Work to do -
Select every line of the items below that contains the word "rear", and copy each such line. Matching is case-sensitive.
------ Records to process
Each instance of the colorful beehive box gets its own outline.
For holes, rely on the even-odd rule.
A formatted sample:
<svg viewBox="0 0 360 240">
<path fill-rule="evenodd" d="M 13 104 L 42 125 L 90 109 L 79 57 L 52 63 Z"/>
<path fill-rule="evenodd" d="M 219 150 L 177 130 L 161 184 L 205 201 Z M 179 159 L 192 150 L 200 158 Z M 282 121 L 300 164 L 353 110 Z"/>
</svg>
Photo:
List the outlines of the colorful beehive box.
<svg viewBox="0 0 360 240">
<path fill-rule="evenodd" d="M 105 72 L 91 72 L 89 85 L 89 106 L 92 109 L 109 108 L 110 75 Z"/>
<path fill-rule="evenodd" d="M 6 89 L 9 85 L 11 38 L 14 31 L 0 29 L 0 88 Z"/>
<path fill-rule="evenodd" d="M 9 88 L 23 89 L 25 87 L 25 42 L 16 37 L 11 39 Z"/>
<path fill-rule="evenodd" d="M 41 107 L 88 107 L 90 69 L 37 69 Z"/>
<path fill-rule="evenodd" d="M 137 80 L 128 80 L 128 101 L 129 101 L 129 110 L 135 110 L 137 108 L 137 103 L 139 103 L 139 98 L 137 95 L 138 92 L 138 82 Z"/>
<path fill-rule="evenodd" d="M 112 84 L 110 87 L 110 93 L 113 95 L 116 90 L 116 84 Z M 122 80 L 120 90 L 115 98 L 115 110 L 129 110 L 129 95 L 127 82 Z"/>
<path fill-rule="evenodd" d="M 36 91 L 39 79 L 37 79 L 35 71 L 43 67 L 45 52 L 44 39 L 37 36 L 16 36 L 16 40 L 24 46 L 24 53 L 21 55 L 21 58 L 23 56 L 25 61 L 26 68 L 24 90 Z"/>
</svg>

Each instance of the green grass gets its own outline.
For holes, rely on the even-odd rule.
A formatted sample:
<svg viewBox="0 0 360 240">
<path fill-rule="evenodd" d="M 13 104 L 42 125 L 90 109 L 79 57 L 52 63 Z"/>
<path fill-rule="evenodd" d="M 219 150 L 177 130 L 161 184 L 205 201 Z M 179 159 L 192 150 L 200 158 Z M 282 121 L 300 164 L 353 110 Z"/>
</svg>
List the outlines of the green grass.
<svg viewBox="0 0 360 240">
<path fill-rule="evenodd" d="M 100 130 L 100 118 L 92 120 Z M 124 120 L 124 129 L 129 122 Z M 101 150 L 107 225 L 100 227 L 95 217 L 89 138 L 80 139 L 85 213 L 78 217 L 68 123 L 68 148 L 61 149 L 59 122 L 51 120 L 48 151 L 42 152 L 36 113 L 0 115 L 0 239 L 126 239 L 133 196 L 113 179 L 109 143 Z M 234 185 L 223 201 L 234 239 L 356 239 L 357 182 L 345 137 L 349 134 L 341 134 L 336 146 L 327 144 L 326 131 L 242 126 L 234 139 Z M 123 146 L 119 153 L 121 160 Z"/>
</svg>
------------
------ Records to process
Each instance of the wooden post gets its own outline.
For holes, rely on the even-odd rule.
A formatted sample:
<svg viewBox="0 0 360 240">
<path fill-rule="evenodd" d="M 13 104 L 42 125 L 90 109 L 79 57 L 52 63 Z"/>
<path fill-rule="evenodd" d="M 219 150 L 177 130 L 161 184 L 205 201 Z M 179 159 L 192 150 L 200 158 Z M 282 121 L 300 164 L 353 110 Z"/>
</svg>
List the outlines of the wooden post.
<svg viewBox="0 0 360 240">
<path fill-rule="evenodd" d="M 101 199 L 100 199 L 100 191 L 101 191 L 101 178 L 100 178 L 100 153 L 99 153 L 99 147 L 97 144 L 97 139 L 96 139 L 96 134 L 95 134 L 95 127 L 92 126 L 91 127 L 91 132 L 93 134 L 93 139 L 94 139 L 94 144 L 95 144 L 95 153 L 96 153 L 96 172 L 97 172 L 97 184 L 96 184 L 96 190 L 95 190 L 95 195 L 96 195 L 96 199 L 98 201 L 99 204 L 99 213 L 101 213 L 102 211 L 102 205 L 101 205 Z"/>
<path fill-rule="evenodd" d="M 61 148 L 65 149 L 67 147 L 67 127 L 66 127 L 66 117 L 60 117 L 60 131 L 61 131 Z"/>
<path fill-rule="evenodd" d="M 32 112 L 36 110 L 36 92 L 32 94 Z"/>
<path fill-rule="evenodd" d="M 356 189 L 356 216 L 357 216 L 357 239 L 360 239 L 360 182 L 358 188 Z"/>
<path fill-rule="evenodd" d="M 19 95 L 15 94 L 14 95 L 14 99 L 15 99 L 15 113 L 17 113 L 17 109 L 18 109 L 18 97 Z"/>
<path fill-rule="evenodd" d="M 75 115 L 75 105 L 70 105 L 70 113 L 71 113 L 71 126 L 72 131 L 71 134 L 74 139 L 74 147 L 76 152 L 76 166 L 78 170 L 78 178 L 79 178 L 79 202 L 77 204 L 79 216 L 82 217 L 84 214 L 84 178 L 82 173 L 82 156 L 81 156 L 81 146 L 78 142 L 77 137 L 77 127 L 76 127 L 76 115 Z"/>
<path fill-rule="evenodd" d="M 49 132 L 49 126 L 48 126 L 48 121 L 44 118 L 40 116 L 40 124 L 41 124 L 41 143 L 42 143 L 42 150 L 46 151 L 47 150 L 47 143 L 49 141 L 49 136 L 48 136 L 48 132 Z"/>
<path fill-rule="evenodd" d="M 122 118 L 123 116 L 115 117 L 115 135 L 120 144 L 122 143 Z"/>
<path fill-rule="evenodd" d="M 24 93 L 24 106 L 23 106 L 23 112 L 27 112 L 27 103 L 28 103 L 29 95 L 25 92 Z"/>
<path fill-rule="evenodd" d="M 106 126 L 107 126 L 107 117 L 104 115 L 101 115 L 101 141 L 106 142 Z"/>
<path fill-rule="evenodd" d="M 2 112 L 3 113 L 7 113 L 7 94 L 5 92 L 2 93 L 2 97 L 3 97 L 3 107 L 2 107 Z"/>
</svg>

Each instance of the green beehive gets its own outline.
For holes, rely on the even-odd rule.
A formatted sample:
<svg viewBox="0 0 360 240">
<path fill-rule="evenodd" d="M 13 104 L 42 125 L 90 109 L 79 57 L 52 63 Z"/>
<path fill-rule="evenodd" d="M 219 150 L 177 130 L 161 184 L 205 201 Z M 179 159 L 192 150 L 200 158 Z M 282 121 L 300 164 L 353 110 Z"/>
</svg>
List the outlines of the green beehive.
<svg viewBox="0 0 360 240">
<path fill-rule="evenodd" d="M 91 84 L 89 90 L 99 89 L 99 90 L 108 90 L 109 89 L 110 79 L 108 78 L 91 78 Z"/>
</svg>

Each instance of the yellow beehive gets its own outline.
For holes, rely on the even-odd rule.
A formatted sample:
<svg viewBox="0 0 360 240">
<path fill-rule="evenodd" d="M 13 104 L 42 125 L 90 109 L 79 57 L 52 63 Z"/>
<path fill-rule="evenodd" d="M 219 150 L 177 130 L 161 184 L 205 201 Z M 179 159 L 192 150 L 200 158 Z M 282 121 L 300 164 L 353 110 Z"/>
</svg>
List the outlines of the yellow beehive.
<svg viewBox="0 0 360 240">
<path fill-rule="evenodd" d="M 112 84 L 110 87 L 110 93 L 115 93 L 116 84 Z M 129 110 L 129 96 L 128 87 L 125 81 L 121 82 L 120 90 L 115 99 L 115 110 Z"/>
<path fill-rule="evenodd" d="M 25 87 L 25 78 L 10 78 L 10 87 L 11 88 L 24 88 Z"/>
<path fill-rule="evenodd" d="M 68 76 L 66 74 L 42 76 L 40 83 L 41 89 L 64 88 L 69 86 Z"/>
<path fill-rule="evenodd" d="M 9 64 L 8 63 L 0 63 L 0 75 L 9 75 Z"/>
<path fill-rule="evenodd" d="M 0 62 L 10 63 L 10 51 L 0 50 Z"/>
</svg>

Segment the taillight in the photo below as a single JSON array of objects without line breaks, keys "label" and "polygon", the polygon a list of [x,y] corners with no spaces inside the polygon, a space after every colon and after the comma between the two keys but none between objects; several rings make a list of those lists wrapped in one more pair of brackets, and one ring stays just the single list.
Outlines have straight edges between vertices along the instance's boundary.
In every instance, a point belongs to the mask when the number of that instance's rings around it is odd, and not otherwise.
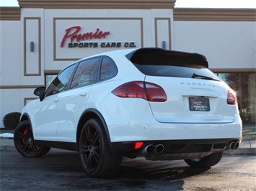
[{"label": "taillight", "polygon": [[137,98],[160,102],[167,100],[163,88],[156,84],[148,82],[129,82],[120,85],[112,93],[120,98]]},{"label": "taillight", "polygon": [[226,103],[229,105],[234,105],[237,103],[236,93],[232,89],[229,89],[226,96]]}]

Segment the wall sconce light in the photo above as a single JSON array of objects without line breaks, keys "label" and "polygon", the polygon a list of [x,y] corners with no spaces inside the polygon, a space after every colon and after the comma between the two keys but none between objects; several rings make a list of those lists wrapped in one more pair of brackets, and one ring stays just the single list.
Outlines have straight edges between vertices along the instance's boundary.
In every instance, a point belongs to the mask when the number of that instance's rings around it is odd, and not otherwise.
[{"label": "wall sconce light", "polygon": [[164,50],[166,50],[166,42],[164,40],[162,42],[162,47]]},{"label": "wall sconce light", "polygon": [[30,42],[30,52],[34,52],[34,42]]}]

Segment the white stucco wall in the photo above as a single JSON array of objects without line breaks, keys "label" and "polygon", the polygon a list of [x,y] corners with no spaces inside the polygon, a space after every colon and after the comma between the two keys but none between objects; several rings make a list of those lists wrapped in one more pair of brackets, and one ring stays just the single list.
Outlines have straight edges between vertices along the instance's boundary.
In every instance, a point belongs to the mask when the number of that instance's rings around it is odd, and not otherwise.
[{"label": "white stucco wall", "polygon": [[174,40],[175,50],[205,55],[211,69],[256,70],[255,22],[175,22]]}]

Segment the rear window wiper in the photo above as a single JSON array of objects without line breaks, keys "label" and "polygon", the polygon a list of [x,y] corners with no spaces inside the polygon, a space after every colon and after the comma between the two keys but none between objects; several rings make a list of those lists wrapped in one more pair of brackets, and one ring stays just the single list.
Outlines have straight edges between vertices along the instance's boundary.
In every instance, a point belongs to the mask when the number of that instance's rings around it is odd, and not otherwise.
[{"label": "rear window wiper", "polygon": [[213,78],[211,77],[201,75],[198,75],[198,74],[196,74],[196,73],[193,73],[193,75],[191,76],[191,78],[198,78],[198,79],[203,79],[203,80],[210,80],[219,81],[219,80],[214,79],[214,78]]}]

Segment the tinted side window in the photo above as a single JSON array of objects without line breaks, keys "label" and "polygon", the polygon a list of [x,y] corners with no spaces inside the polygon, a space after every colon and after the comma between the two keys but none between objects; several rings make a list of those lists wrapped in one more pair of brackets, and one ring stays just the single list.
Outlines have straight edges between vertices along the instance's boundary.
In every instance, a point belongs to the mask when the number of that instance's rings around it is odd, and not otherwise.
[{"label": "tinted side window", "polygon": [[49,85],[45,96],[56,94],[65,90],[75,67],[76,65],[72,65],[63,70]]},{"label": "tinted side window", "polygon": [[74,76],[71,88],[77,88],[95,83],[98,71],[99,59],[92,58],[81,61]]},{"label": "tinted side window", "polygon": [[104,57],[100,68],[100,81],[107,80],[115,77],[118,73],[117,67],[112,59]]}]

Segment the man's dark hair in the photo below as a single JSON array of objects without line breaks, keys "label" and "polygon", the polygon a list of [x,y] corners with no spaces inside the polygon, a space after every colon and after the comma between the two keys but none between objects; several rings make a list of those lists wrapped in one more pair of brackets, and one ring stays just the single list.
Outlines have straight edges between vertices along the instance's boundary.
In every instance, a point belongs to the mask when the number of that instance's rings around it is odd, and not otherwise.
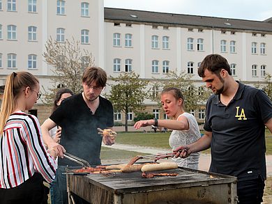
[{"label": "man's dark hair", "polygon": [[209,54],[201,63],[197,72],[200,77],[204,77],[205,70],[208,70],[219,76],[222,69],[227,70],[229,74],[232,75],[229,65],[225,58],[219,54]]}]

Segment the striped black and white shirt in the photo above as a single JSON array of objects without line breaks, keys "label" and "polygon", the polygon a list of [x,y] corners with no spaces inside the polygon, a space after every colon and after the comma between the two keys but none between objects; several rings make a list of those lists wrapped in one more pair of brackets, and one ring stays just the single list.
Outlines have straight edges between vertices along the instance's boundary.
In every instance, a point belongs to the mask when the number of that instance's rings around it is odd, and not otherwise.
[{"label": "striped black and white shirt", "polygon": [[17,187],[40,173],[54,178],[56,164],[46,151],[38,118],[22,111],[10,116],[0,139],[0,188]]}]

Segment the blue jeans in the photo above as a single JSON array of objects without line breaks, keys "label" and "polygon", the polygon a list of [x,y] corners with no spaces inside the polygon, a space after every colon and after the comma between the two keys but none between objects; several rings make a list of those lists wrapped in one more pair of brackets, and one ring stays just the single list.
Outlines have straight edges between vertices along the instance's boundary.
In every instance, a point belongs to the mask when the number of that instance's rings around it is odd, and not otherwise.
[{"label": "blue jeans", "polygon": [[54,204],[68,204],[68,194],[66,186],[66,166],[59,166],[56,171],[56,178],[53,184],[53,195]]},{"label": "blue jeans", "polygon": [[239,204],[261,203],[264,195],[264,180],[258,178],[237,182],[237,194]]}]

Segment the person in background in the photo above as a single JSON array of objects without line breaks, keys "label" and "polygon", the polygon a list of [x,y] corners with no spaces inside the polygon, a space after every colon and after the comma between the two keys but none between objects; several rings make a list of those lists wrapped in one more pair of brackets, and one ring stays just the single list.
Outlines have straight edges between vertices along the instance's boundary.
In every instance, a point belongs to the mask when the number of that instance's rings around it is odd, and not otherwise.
------------
------ Records to process
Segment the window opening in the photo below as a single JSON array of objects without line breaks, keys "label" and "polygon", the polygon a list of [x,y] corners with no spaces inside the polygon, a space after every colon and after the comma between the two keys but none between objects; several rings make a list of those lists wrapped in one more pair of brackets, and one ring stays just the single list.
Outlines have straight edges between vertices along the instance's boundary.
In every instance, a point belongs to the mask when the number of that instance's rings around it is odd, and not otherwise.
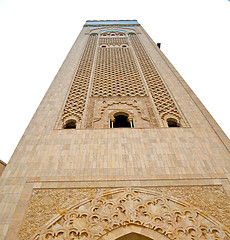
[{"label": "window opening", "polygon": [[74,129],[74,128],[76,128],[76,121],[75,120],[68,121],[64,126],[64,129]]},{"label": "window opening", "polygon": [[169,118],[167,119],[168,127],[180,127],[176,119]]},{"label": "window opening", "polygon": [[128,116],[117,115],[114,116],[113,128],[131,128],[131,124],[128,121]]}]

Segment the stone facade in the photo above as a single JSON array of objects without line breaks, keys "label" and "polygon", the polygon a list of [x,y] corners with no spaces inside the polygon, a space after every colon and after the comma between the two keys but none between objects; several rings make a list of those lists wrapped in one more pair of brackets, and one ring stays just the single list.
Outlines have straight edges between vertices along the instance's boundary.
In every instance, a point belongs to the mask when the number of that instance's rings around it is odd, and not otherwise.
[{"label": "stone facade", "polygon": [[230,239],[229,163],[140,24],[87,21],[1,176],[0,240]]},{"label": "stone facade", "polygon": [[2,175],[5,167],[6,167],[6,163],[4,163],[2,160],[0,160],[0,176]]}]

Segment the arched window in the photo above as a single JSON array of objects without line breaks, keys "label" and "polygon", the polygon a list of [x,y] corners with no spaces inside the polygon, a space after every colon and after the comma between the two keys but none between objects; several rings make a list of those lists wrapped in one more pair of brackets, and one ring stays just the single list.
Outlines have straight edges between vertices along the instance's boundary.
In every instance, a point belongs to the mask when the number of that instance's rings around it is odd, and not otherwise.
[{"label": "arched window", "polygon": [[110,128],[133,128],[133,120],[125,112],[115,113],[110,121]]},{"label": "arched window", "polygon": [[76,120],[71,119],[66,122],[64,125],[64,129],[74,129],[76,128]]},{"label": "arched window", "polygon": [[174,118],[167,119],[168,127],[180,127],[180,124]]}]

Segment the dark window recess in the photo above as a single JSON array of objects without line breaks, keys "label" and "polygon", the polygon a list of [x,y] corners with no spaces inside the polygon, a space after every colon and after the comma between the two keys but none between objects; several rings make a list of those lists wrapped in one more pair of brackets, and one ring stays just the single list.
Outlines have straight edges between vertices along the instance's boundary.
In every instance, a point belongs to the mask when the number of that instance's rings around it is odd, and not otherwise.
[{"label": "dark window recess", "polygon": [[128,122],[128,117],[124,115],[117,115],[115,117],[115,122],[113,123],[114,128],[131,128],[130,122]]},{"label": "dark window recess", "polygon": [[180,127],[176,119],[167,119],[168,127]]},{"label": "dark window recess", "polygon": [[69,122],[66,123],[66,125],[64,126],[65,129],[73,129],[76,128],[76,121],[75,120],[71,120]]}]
------------
Response to this exercise -
Segment the rear window wiper in the photo above as a single JSON array of objects without line breaks, keys "label" and "polygon", the polygon a list of [x,y] corners with no spaces inside the polygon, a space after every colon and after the comma between the two keys but none between objects; several rings make a list of those lists wrapped in one more pair of brackets, and one ring stays just the single list.
[{"label": "rear window wiper", "polygon": [[213,78],[211,77],[201,75],[198,75],[198,74],[196,74],[196,73],[193,73],[193,75],[191,76],[191,78],[198,78],[198,79],[203,79],[203,80],[210,80],[219,81],[219,80],[214,79],[214,78]]}]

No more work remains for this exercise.